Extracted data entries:
.....

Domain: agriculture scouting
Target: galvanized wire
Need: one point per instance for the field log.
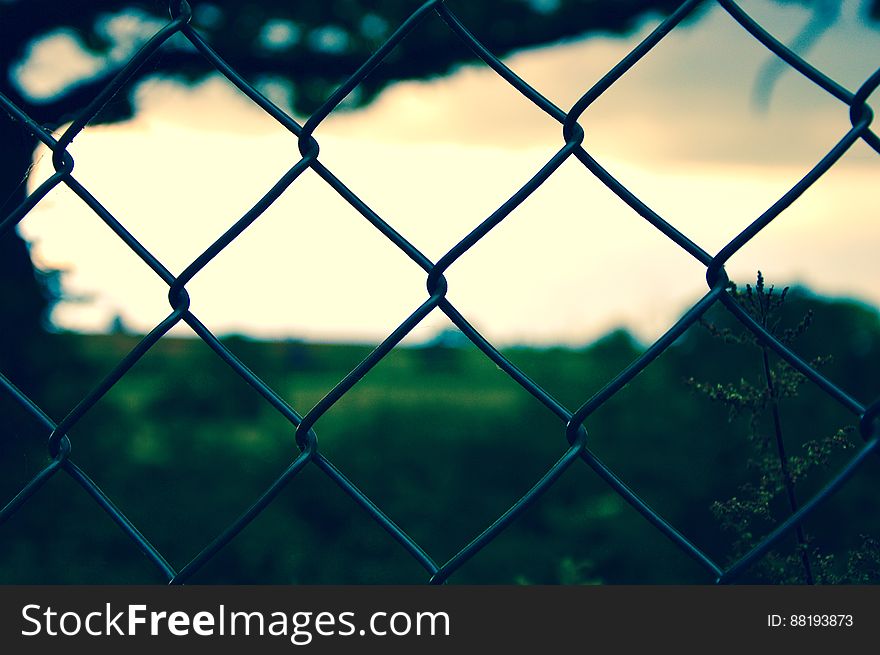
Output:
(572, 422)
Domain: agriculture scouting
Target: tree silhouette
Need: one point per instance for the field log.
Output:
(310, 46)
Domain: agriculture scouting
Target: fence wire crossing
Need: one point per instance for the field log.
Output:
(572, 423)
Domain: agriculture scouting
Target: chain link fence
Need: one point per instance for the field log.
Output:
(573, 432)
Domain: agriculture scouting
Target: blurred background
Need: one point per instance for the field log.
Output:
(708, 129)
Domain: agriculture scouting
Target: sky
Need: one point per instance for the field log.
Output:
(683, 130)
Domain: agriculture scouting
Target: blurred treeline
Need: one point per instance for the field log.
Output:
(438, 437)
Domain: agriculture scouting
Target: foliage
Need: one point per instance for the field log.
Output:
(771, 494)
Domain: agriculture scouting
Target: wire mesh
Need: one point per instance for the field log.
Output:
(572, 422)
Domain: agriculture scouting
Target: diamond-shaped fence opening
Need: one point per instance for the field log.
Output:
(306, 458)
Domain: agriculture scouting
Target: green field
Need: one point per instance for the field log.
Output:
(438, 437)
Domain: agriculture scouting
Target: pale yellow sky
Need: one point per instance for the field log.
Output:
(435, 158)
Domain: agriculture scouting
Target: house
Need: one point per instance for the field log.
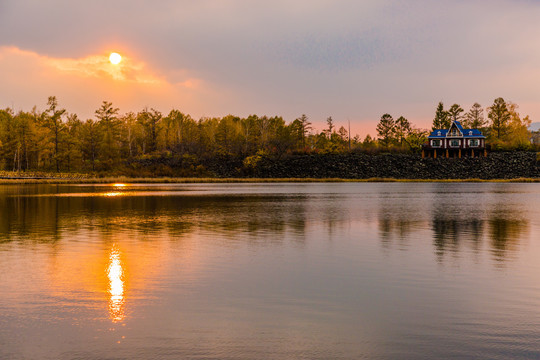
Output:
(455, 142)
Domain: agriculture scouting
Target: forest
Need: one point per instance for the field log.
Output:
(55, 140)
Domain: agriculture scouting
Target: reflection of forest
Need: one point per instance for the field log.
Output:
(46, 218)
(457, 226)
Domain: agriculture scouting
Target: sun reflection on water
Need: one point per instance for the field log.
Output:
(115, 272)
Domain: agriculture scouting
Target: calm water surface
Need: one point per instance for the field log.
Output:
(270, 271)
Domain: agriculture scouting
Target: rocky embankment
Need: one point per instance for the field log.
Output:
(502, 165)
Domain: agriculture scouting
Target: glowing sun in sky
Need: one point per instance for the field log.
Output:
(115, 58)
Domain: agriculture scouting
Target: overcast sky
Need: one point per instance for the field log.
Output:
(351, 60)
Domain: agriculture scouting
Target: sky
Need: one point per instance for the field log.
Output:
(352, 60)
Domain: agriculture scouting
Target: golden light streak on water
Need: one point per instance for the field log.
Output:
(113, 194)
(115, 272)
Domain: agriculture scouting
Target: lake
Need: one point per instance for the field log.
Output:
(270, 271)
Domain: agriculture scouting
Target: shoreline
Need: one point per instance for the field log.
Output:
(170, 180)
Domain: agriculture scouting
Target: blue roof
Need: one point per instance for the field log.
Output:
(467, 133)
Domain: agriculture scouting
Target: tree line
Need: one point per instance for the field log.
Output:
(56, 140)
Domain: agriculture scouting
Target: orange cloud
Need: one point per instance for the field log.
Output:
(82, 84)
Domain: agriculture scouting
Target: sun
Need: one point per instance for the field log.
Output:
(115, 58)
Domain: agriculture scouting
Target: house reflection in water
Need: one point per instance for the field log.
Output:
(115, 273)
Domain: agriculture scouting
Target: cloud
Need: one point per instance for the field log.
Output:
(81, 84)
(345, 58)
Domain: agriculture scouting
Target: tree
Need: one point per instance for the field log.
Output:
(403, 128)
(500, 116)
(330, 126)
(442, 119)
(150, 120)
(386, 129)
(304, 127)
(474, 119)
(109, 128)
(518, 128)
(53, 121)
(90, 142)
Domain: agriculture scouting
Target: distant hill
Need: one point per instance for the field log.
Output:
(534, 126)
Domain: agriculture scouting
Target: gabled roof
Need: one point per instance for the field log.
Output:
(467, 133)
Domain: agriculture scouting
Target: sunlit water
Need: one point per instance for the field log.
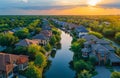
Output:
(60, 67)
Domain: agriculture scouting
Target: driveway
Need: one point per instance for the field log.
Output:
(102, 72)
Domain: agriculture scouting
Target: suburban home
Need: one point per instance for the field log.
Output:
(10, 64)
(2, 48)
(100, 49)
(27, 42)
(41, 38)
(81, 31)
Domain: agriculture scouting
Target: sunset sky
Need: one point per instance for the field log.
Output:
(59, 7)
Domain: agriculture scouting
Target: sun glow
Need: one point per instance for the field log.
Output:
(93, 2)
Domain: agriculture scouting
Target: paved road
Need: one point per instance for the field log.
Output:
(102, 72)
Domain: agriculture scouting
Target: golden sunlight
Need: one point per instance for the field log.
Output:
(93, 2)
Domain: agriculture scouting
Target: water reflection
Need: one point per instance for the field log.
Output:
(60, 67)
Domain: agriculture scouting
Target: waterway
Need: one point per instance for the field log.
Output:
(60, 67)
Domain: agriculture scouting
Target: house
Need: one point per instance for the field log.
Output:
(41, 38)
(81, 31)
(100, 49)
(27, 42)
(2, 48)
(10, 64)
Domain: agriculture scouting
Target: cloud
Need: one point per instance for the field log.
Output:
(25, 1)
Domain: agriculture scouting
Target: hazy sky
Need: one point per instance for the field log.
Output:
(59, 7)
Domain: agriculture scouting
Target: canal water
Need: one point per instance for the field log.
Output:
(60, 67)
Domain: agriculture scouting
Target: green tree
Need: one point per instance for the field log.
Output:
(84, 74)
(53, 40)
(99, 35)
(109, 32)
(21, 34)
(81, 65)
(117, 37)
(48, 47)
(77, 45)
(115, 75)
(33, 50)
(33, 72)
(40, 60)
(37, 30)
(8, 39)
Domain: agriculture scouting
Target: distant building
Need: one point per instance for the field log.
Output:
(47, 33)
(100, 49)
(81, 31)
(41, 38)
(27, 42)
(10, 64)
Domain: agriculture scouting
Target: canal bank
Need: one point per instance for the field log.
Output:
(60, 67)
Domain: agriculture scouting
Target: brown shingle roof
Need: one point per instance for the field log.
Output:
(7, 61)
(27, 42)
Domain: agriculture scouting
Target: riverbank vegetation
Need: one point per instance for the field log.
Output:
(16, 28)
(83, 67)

.....

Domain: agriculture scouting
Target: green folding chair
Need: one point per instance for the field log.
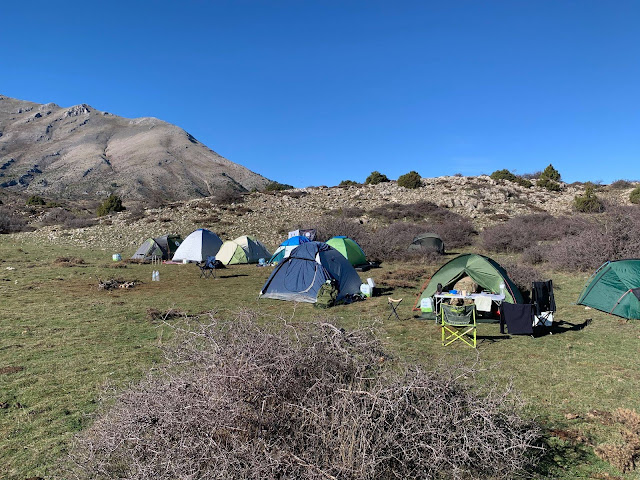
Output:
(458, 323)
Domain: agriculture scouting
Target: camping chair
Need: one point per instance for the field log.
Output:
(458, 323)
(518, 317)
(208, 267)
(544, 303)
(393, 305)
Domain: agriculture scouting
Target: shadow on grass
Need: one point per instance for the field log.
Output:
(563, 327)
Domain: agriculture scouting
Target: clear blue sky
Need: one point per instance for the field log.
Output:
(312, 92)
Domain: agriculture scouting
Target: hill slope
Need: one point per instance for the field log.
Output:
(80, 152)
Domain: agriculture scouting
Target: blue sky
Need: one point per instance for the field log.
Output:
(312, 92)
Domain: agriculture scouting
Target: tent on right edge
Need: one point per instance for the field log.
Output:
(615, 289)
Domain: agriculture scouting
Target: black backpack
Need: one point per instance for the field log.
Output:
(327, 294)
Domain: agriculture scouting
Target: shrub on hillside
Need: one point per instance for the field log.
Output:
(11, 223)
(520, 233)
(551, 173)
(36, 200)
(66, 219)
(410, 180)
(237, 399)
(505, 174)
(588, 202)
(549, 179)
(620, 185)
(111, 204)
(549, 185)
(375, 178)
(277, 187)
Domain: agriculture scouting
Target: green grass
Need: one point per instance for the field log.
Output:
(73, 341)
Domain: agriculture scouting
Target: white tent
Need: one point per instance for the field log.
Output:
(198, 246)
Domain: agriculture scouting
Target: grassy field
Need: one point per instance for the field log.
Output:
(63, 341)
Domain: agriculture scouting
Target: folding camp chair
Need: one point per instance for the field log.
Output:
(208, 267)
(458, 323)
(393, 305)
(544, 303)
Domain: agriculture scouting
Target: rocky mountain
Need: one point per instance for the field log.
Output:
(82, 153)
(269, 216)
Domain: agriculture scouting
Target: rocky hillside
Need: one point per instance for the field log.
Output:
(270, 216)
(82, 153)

.....

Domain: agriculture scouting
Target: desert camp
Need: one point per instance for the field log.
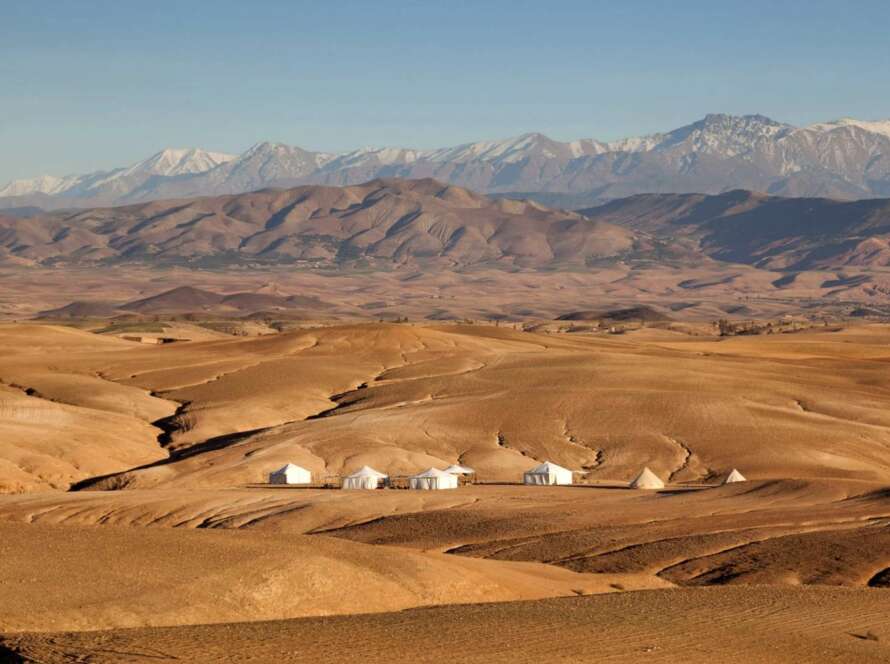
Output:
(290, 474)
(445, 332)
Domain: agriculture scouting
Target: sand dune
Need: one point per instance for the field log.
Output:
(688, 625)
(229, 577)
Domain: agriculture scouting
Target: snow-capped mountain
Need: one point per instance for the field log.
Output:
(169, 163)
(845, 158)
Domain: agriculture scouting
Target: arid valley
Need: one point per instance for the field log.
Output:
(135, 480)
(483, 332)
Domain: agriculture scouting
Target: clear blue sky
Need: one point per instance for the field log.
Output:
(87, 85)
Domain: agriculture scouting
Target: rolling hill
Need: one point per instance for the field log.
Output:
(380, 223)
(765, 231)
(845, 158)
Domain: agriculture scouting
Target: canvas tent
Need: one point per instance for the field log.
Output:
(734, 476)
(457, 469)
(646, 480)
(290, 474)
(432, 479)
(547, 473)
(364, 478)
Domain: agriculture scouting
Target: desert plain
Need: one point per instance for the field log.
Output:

.....

- [Exercise requirements]:
Which lines in the entries above contain the string "tent", matching case? Filter them out and copy each one in full.

- [Exercise solution]:
Target: tent on right edge
Target: white tent
Target: canvas tent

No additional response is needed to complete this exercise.